**AIM**
Render the listing below as a CSV with two columns, instruction and answer. Give one row for each instruction and its answer, put every field in quotes, and replace line breaks with spaces.

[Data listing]
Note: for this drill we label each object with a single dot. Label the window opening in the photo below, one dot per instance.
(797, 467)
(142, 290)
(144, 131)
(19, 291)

**RESULT OF THIS EXERCISE**
instruction,answer
"Note: for this drill we label each object with a single dot. Label the window opening in the photo below, one dot per instance.","(797, 467) (142, 290) (144, 131) (19, 291)"